Task to carry out | Output the part of the listing running from the line that contains "locate the wispy" through the end of the listing, inclusive, as a two-column CSV with columns "instruction" and "points". Give one row for each instruction and the points that follow it, with each value in one quoted field and its line breaks turned into spaces.

Listing of labeled points |
##############################

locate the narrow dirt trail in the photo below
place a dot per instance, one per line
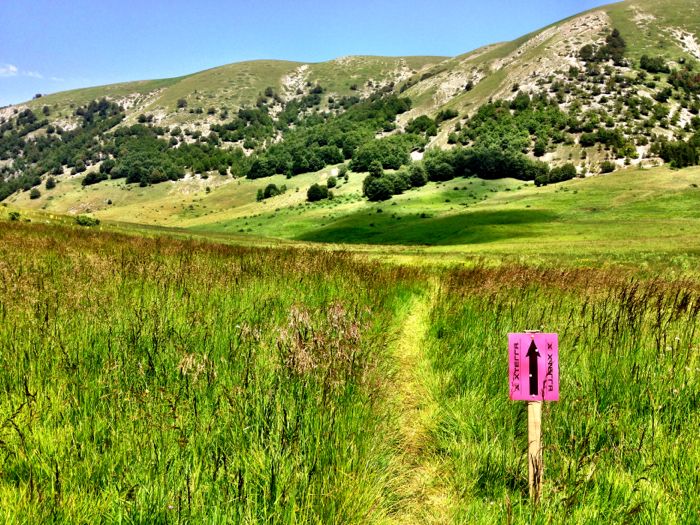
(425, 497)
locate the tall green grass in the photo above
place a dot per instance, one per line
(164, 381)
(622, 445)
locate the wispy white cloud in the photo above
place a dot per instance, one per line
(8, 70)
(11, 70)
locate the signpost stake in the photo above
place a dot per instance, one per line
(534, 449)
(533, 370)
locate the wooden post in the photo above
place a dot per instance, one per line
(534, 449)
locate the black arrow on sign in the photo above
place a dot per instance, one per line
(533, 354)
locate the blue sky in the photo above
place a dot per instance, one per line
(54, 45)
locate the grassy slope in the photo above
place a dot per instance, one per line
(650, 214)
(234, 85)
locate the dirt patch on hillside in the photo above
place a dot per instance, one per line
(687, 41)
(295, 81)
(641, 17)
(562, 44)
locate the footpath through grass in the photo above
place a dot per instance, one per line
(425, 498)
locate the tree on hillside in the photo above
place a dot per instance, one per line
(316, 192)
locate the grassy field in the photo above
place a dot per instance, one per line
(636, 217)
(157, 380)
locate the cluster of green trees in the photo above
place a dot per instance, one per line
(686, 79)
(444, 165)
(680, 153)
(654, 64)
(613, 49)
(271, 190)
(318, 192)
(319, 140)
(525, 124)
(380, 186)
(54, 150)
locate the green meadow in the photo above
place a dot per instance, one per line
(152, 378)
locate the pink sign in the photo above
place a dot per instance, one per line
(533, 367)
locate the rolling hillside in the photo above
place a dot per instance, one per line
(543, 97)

##############################

Answer |
instruction,points
"locate the wispy white cloud in the photo above place a dot per instance, one per line","(8, 70) (11, 70)"
"locate the signpost stake in the photo above place a dot per instance, one per line","(534, 449) (533, 370)"
"locate the wooden post in the photo above place a dot per instance, one per line","(534, 449)"
"locate the black arrow on sign in the photo above place a dot per instance, one per line","(533, 354)"
"locate the blue sky in the photo above place a dot per instance, one per line","(54, 45)"
"locate the grassy slope in the photo above place a dot per instance, one per line","(650, 214) (234, 85)"
"locate the dirt patch on hillside in the photo above place a dot per instance, one per line","(687, 41) (295, 81) (641, 17) (562, 44)"
"locate the footpath through grass in the photo above place a dot per instance, one per line","(425, 498)"
"locate the tree on hillside in the photo above place a dot per instance, one per line","(316, 192)"
"locate the grassy field in the photo above place a dot per instance, one per line","(636, 217) (157, 380)"
"locate the cluster of green trees in the photo above place a dot per instance, one per line","(686, 79) (444, 165) (680, 153) (654, 64) (613, 49) (271, 190) (318, 192) (319, 140) (525, 124) (380, 186) (54, 150)"
"locate the green meadow in the photo above place a dot per instance, one per line","(152, 378)"
"locate the pink sign in the photo above place a dot per instance, one per line","(533, 367)"
"locate the rolling hillside in the photo above place a dot per instance, one per line","(543, 97)"